Restate, word for word, all of the material shown below.
### LISTING
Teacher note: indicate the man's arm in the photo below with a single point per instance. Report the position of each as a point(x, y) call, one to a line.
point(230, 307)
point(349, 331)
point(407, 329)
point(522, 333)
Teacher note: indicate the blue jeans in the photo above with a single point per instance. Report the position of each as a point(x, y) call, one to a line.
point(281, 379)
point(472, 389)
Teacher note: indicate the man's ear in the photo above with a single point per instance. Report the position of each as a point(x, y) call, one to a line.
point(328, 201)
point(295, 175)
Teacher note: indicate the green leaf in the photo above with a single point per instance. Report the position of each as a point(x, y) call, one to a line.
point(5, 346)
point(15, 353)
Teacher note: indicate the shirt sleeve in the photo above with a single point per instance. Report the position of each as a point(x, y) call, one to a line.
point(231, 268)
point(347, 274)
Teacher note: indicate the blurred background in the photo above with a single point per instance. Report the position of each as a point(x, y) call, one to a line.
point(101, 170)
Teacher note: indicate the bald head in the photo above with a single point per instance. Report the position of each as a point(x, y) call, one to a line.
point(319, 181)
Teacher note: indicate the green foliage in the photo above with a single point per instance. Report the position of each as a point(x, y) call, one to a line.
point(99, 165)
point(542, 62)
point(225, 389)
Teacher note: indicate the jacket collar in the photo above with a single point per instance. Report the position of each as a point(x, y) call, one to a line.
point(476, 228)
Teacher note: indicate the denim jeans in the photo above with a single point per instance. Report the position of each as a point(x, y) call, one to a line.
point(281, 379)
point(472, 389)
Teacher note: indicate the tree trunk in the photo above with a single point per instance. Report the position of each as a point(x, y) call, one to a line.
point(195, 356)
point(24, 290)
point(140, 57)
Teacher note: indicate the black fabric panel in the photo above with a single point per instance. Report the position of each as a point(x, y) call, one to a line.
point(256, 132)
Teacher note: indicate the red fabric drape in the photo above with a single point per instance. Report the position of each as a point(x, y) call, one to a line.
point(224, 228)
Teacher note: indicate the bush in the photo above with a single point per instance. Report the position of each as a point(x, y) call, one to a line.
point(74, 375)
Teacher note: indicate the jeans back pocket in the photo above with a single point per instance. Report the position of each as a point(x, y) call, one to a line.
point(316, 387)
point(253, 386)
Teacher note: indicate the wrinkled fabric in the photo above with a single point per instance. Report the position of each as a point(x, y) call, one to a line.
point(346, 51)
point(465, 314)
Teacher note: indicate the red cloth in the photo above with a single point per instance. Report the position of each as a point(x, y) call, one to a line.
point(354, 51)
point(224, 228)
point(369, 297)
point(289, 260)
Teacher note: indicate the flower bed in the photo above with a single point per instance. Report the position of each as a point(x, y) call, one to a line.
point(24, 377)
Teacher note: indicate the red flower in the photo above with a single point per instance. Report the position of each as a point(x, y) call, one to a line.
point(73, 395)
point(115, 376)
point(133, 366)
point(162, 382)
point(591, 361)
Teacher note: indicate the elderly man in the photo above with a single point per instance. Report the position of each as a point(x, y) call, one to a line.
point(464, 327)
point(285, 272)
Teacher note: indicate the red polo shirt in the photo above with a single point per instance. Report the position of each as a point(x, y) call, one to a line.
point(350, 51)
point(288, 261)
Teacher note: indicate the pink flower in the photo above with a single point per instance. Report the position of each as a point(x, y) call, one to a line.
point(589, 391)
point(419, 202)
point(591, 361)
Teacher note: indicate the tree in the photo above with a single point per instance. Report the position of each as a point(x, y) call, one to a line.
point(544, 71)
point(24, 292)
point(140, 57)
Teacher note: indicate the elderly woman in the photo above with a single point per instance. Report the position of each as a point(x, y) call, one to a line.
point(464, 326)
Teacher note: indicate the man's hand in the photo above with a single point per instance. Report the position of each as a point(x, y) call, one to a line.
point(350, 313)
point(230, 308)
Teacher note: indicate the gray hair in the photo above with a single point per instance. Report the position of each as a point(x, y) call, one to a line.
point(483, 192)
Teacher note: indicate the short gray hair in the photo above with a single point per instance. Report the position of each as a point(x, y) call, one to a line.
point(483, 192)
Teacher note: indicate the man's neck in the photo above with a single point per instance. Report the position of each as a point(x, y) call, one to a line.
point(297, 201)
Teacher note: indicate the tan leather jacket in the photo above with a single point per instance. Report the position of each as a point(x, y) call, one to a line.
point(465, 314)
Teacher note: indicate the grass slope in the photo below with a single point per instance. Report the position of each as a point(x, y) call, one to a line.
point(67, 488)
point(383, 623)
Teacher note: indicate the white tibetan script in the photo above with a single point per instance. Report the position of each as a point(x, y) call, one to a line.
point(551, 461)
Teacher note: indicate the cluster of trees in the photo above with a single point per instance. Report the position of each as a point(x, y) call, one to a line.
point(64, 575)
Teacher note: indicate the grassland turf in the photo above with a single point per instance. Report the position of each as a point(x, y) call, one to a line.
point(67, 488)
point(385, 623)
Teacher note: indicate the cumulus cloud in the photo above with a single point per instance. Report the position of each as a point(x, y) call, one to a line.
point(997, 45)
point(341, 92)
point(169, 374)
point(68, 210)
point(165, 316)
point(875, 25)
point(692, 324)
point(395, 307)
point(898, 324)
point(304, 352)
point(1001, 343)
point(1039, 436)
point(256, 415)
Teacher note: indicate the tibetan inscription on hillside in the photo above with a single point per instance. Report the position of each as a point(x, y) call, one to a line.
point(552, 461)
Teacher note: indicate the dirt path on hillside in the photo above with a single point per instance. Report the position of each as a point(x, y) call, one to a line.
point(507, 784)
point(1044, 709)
######
**PROBLEM SOLUTION:**
Teacher note: indicate the man's arm in the photo below with a single point per instance. Report the position of each as a point(x, y) call, one to a line.
point(230, 307)
point(349, 331)
point(407, 329)
point(522, 333)
Teacher note: indicate the blue jeans in the photo above with a single point per instance. Report the position of each as a point(x, y) call, one to a line.
point(281, 379)
point(472, 389)
Teacher note: indicate the man's ear in the photo above with a single point per instance. Report the position of each as a point(x, y) call, one to a line.
point(328, 201)
point(295, 175)
Teacher note: indicate the green leaf in the photo above with a single point per instance. Report the position of each as a point(x, y) call, one to a line.
point(5, 346)
point(15, 353)
Teacher note: indicate the shirt sleeve in the photo above with a single point per instance. Report the position of each as a point(x, y) call, one to a line.
point(231, 268)
point(347, 274)
Teacher note: indicate the blurred background in the photo above with a single point per instance. Report the position of each as a point(x, y) call, one to a line.
point(101, 170)
Teacher note: indicate the bald head in the photo above with a single point per instance. Report the position of each as a point(x, y) call, one to a line.
point(319, 181)
Teacher note: indicate the green foliage in the photo above with a single point per instance. Report the position of each as a point(x, y) call, one to a line.
point(99, 165)
point(542, 62)
point(225, 389)
Teacher note: indicate the jacket collar in the photo above with a single point per instance. Report the position of each as a point(x, y) call, one to a line.
point(476, 228)
Teacher note: indicate the denim jeans in the photo above with a single point per instance. Report the position of each as a point(x, y) call, one to a line.
point(281, 379)
point(472, 389)
Teacher note: indicate the tree trunk in the photo above with a single point per instance. Report the position of each as a point(x, y) call, one to a line.
point(195, 356)
point(24, 290)
point(140, 57)
Teacher note: indicate the black fabric panel in the photo above with a single point per instance. Report the position of each as a point(x, y) call, one to a line.
point(256, 132)
Teacher note: indicate the red fabric drape in the photo above with a single point per instance. Report the position of each as a point(x, y) call, one to a line.
point(224, 228)
Teacher note: indicate the bush in the photo above with a single point per instance. Report the position of each as a point(x, y) call, one to a line.
point(74, 375)
Teacher note: indicate the jeans back pocket in the photo above with a single point per instance. Report the position of each as a point(x, y) call, one to a line.
point(316, 387)
point(253, 386)
Teacher note: indicate the wrinkled fabric in the photo above with a single point per instance. Report the position of each as a point(x, y) call, one to a line.
point(346, 51)
point(465, 314)
Teacher note: indicate the red cloth in the photo above with a single point per instance. Report the position of each as a point(x, y) call, one to a line.
point(354, 51)
point(224, 228)
point(369, 297)
point(289, 260)
Teacher note: indicate the flower bed in the photo above with a single point per instance. Report the position of each as a point(x, y) call, one to a line.
point(24, 377)
Teacher note: indicate the red flower in the photo above with a single point per instance. Report the position of each as a point(x, y) call, one to a line.
point(73, 395)
point(115, 376)
point(133, 366)
point(162, 382)
point(591, 361)
Teacher note: indicate the elderly man in the photo above with a single point per instance. Report the position of each as a point(x, y) call, one to a line.
point(464, 327)
point(285, 272)
Teacher note: indicate the red polo shirt in the photo above with a single point per instance. Report the position of each as a point(x, y) call, one to a line.
point(350, 51)
point(288, 261)
Teacher note: indicate the pink flower in the photo above with a single point per instance. Report the position of each as a point(x, y) call, one to a line.
point(589, 391)
point(419, 202)
point(591, 361)
Teacher note: indicate the tree in the photo above with a single point per instance. Report the position of each as a point(x, y) call, one to a line.
point(544, 71)
point(24, 292)
point(140, 57)
Teacher note: indicate the elderly woman in the photo above with a single point per instance. Report the position of each as a point(x, y) call, one to a line.
point(464, 326)
Teacher note: indicate the man's hand in the photo above with a single point per instance. Report the position of each as a point(x, y) call, one to a line.
point(350, 313)
point(230, 308)
Teacher note: indicate the gray hair in the photo above with a single point per instance. Report the position of each as a point(x, y) call, one to a line.
point(483, 192)
Teacher note: indicate the short gray hair in the photo above with a single point per instance. Report the position of each as a point(x, y) call, one to a line.
point(483, 192)
Teacher note: indicate the man's neck in the photo above with a single point per instance. Report the position of each as a point(x, y) call, one to a line.
point(297, 201)
Teacher note: indicate the tan leather jacket in the photo above with a single point per instance. Report the position of each as a point(x, y) call, one to a line.
point(465, 314)
Teacher note: indicate the grass slope in the photo below with a single point per instance. Report the position of each as a point(x, y) call, one to a line.
point(67, 488)
point(383, 623)
Teacher note: indicate the white tibetan script in the photo above with a single point per instance. Report the position of each as a point(x, y) call, one to a line.
point(551, 461)
Teacher note: indicate the cluster of trees in the photo above with a single point per instance. Report the position of each as a point(x, y) call, one to a line.
point(64, 575)
Teacher note: indicate the grassland turf in the photo above with a single point per instance. Report the position of each as a point(x, y) call, one to a line.
point(67, 488)
point(385, 623)
Teacher note: indicate the cumulus cloud in the photo above with a single point per instance. Report the position of each as a point(x, y) call, one to a line.
point(997, 45)
point(341, 92)
point(169, 374)
point(68, 210)
point(165, 316)
point(875, 25)
point(692, 324)
point(395, 307)
point(898, 324)
point(304, 352)
point(1001, 343)
point(1039, 436)
point(256, 415)
Teacher note: indicate the tibetan inscription on hillside in the photo above with a single point per instance. Report the position of each as a point(x, y) call, one to a line.
point(552, 461)
Teacher note: indicate the dirt path on hillside in the photo above with a single point per instance. Report the position of each as a point(x, y) call, one to a line.
point(507, 784)
point(1044, 709)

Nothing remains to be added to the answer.